# Supplied records

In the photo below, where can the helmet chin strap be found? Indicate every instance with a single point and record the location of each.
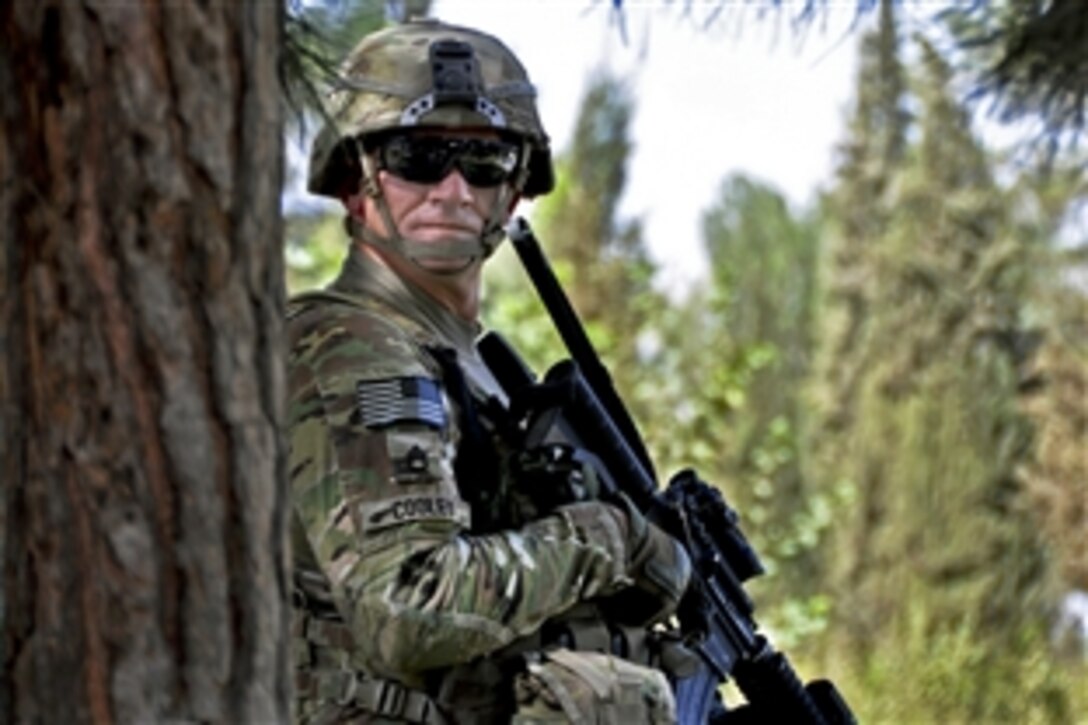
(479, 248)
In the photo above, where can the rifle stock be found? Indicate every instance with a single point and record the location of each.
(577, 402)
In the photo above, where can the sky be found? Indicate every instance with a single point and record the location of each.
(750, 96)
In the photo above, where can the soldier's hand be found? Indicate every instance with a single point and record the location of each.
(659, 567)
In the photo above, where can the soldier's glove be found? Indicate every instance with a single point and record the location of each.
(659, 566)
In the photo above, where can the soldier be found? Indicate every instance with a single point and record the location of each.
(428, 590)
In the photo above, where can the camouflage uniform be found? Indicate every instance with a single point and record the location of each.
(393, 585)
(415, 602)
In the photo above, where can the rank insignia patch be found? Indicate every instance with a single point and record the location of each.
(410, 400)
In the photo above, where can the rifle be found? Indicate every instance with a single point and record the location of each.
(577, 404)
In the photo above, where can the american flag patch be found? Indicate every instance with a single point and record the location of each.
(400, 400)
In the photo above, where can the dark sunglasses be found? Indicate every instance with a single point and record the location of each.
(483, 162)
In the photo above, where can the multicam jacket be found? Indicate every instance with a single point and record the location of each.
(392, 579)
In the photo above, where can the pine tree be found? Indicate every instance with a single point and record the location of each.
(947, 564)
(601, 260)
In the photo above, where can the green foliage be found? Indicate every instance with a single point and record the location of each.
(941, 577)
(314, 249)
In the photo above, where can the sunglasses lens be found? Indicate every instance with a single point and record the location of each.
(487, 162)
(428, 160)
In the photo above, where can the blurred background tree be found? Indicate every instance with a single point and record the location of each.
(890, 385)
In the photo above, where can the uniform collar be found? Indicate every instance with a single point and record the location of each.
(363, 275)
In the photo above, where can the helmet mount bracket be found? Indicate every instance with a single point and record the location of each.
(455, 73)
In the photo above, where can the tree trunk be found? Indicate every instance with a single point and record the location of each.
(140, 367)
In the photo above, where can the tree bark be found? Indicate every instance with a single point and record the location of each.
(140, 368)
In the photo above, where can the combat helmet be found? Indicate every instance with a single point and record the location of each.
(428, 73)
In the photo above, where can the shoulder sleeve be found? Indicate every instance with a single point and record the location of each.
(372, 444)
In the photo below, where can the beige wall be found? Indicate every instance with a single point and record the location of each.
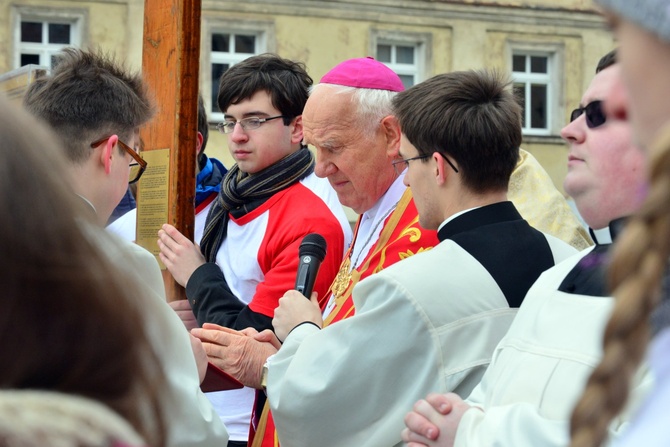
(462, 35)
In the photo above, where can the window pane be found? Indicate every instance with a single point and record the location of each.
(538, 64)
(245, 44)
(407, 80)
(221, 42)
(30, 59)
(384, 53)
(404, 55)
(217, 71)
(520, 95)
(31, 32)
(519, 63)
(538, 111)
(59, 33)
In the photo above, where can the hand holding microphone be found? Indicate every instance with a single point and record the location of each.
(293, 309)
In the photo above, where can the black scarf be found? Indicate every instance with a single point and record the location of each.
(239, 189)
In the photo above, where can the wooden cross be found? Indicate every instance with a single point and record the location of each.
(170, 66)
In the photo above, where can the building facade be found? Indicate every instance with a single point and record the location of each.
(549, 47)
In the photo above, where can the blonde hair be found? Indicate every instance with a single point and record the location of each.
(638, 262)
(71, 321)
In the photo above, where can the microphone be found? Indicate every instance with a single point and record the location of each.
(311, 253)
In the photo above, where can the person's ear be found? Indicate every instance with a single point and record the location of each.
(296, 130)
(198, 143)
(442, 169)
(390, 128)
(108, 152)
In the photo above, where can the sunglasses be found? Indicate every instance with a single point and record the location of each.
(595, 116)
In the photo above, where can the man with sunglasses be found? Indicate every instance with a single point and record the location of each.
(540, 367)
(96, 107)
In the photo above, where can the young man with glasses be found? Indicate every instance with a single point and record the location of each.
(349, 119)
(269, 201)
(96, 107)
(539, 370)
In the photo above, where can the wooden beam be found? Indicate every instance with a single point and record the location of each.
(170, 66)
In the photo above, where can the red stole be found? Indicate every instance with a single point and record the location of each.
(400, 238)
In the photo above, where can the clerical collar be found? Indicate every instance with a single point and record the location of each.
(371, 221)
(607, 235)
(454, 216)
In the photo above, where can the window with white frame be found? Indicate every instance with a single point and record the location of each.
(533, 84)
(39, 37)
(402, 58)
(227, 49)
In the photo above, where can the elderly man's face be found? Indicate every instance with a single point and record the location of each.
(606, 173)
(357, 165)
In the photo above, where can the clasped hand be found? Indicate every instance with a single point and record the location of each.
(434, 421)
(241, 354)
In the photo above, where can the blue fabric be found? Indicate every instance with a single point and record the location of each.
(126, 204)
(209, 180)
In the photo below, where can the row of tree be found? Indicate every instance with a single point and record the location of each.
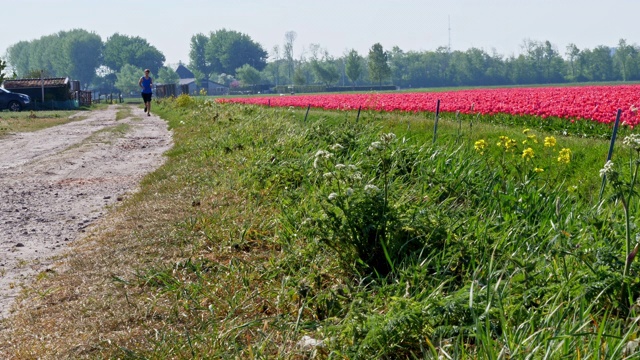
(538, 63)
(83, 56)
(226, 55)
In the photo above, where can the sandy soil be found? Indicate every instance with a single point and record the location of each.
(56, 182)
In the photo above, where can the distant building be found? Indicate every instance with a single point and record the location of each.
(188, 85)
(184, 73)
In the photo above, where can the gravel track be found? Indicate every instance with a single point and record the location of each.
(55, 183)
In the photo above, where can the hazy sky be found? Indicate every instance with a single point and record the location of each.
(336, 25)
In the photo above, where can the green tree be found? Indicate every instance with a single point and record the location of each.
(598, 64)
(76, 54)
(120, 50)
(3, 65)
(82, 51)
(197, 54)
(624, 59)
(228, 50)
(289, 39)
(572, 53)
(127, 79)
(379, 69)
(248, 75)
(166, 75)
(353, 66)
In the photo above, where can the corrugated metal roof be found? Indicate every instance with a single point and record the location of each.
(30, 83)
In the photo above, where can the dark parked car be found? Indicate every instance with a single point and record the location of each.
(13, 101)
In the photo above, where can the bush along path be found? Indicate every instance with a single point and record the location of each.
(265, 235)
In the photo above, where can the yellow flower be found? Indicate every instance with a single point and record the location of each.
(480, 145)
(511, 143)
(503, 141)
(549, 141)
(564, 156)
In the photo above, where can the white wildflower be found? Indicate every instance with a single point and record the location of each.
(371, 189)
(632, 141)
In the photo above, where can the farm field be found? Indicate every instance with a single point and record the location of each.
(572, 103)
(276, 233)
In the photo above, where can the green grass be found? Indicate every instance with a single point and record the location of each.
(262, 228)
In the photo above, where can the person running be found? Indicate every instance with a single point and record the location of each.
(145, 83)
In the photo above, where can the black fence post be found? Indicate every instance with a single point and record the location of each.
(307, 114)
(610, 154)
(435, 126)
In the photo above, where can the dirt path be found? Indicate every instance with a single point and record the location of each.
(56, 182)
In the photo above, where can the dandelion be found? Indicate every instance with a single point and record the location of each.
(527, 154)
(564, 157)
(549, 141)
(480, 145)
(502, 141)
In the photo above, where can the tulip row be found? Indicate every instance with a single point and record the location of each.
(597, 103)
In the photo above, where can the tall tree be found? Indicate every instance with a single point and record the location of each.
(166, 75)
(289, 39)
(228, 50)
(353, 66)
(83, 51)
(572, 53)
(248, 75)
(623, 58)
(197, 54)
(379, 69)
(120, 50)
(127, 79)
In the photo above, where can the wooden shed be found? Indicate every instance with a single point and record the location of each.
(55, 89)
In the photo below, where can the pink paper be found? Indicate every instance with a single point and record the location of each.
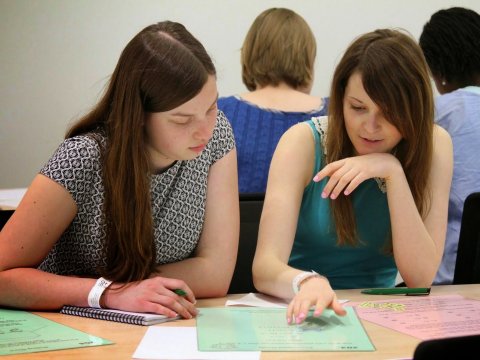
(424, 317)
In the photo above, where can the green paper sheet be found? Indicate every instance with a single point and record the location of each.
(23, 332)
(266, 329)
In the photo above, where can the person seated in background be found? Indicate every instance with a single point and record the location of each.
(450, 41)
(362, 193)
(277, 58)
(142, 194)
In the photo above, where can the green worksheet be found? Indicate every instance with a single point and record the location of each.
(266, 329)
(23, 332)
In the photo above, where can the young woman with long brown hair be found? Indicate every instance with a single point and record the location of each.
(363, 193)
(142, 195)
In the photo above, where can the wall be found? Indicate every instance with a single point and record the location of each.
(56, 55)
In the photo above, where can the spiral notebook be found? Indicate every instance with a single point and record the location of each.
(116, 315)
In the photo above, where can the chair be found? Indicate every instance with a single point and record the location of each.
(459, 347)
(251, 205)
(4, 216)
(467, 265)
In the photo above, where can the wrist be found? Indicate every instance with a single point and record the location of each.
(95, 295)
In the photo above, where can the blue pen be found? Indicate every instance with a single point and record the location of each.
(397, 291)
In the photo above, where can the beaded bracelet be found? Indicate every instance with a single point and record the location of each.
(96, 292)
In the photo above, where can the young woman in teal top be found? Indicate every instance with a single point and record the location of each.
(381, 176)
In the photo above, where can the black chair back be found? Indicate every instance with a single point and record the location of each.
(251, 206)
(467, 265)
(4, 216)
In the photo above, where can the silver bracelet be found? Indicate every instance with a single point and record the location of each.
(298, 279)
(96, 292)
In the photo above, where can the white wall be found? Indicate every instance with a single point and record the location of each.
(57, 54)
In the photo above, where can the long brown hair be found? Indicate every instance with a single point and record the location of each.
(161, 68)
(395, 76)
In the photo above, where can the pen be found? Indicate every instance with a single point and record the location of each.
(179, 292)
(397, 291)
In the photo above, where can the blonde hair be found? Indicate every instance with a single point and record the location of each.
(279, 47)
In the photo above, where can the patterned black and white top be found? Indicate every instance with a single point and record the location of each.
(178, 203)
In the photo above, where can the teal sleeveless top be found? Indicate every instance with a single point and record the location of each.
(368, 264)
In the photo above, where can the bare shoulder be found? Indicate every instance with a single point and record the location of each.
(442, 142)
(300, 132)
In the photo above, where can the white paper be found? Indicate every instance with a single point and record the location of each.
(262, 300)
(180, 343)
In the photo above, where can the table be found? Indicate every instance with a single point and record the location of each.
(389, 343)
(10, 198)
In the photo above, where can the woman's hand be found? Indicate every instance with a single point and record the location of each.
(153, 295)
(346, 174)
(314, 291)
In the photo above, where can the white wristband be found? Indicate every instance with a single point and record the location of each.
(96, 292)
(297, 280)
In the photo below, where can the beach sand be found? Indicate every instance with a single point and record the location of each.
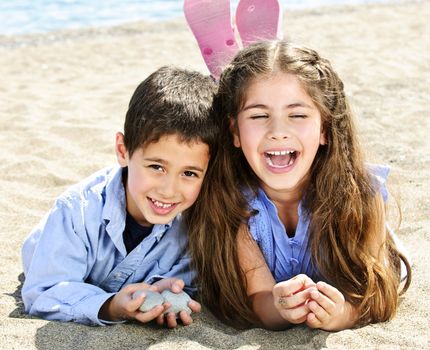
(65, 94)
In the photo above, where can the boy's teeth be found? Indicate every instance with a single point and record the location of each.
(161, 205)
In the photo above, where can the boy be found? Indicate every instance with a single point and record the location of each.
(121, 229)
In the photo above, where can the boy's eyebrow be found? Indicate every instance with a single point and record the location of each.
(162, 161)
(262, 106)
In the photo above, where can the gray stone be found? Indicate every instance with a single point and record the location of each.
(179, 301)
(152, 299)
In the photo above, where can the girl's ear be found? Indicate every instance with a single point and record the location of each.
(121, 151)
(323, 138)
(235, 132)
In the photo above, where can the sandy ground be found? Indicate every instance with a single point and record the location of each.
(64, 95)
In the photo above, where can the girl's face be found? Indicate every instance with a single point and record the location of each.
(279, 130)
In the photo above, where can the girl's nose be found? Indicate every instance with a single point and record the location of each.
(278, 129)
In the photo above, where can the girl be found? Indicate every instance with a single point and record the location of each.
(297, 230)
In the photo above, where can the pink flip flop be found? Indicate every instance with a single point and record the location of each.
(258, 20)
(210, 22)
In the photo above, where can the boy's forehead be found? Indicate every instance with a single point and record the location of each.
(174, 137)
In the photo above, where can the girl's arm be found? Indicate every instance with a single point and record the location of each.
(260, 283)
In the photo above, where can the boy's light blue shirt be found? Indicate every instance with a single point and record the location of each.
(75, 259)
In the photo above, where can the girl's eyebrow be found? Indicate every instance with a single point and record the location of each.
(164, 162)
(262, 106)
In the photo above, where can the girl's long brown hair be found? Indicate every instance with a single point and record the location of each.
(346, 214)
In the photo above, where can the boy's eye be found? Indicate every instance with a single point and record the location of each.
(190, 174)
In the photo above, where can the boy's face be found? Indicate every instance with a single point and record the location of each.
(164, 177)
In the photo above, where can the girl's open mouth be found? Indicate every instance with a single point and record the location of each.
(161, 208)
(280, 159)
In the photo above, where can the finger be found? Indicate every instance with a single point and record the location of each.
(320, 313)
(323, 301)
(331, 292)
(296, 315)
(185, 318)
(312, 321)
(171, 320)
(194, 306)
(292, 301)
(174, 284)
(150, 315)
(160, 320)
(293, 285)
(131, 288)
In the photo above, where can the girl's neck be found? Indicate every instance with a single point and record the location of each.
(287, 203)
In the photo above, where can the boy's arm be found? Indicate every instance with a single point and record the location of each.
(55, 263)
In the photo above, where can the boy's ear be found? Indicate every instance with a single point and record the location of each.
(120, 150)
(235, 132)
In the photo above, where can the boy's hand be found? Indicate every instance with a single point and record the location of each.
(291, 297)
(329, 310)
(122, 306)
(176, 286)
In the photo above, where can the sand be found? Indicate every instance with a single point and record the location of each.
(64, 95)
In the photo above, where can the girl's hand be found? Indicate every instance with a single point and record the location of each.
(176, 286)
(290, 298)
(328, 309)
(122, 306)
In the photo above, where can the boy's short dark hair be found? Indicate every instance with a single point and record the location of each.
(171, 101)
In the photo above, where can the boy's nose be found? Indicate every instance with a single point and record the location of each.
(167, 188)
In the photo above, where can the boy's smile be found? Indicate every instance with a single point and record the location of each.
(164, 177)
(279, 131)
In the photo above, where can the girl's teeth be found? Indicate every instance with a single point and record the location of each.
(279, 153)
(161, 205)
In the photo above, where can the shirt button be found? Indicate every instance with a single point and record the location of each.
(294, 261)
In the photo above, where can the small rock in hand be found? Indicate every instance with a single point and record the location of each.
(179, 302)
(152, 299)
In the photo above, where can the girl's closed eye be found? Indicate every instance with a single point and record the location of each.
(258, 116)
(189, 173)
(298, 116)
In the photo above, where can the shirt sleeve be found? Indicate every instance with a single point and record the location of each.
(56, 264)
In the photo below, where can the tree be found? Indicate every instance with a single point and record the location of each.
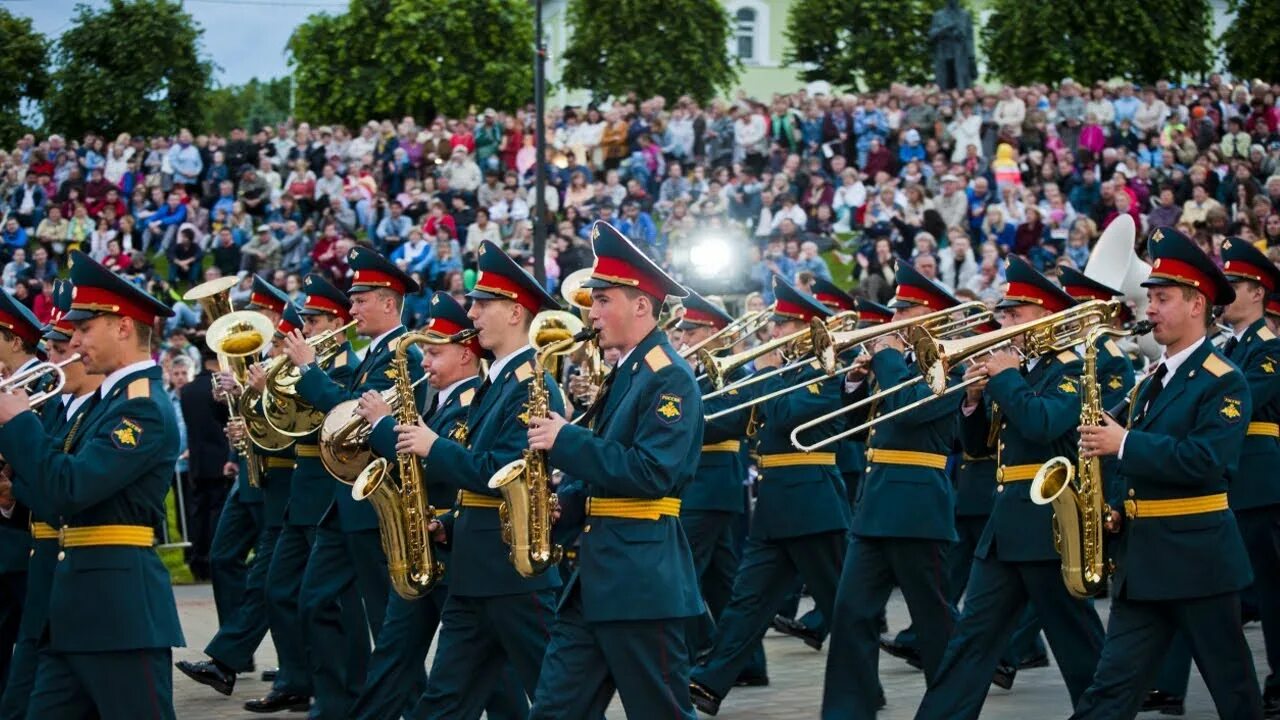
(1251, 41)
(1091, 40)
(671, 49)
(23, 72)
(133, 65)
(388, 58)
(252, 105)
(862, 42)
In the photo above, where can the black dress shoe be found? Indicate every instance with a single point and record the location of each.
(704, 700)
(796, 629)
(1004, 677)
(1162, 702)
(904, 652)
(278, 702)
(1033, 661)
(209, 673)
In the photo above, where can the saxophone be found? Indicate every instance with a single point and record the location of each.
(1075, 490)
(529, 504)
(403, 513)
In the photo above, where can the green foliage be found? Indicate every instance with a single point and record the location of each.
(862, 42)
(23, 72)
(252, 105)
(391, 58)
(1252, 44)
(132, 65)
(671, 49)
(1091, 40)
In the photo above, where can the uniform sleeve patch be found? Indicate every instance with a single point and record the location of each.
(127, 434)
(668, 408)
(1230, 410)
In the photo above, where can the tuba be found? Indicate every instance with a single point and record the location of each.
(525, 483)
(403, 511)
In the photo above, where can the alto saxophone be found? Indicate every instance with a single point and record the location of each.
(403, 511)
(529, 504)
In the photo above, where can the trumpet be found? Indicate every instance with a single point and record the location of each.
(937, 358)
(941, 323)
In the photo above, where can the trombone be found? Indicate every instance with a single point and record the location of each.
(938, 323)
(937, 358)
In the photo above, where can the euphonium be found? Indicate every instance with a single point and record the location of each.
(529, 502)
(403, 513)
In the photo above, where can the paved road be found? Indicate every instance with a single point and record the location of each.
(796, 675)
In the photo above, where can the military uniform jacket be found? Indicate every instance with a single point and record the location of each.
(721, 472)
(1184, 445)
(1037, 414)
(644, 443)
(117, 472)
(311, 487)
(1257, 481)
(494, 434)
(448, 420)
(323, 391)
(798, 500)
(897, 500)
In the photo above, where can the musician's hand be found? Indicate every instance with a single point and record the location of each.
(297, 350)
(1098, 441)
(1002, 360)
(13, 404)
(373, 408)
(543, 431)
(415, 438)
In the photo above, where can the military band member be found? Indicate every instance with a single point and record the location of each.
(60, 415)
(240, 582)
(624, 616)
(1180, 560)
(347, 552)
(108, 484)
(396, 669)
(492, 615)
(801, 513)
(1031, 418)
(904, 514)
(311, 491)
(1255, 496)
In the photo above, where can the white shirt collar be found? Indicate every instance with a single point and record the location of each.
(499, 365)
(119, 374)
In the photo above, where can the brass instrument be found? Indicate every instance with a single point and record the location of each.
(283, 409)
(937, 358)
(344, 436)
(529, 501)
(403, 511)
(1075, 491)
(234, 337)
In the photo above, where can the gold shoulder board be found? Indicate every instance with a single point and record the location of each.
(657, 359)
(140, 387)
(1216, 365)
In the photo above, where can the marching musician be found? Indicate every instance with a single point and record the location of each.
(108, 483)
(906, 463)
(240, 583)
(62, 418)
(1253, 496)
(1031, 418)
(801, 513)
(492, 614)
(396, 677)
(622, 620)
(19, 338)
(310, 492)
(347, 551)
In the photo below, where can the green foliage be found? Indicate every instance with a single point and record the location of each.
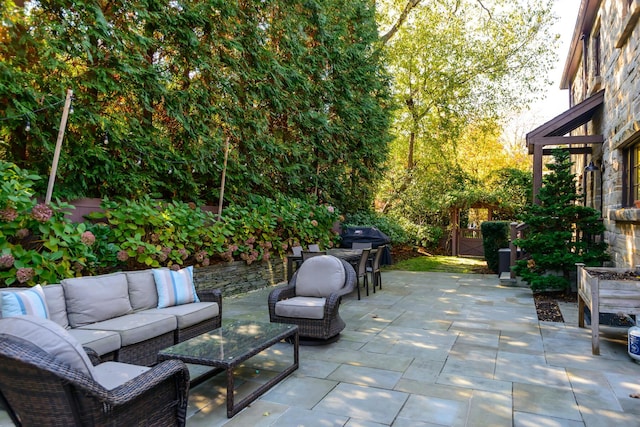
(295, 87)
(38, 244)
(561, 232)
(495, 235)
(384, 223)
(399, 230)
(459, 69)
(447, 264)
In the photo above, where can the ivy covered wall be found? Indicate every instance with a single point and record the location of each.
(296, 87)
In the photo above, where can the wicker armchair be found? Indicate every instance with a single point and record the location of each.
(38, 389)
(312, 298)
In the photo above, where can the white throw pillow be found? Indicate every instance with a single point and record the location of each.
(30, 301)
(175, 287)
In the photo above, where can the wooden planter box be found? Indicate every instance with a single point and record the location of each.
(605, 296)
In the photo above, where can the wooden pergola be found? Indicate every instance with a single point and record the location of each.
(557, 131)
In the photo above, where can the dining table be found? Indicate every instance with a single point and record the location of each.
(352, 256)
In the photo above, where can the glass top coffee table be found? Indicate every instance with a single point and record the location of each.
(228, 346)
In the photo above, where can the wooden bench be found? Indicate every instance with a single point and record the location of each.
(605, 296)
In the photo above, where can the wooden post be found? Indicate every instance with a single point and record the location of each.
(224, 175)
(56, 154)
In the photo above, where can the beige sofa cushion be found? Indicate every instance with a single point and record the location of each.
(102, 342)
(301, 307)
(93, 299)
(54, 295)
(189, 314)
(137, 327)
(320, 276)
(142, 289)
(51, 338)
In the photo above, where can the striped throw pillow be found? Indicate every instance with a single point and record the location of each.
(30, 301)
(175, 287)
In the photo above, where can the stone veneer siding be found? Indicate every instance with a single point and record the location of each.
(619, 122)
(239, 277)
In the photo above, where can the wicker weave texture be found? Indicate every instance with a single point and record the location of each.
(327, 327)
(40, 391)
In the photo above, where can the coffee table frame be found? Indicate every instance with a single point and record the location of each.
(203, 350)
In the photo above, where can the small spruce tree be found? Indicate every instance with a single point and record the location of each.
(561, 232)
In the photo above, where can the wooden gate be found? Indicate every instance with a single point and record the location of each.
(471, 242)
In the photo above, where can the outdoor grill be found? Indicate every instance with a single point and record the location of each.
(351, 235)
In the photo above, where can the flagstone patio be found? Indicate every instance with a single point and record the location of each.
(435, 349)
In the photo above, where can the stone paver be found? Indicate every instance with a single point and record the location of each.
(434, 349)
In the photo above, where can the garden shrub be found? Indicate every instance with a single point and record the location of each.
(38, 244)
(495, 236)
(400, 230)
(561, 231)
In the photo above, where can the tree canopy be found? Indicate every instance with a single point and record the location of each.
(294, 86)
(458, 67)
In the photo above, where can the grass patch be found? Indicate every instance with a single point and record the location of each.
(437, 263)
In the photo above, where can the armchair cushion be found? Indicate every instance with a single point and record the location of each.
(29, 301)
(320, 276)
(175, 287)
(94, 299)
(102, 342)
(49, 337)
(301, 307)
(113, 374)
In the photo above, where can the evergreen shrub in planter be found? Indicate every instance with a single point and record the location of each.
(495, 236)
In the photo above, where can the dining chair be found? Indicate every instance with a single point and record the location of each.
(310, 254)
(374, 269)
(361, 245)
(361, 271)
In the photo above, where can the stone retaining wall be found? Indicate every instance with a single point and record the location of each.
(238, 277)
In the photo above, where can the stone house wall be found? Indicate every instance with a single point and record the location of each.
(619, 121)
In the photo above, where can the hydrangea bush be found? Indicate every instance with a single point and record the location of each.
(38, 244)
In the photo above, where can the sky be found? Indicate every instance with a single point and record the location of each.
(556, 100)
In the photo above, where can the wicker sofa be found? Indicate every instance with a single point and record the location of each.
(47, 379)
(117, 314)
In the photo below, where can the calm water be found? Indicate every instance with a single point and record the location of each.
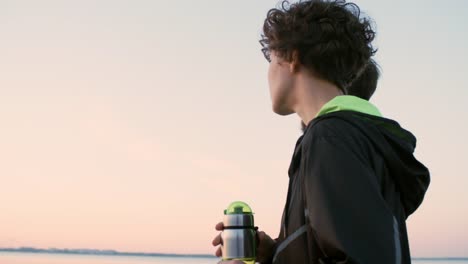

# Written exercise
Set down the stretch from the line containing "In the photo above, where can the hydrangea" through the end of the items, keeping every line unchanged and leaving out any pictures.

# Task response
In the photo above, where can the hydrangea bush be found? Indicate every instance with a single point and record the location of each.
(38, 244)
In the photo above, where can the sky be found? Indicate every instance with a single point and record the location of each.
(556, 100)
In the photo above, where can the wicker sofa be found? Indicate every instance with a single point and record the location of each.
(47, 379)
(117, 314)
In the photo below, where can the calm water be found? Indicate every instance with a single point and record the location of each.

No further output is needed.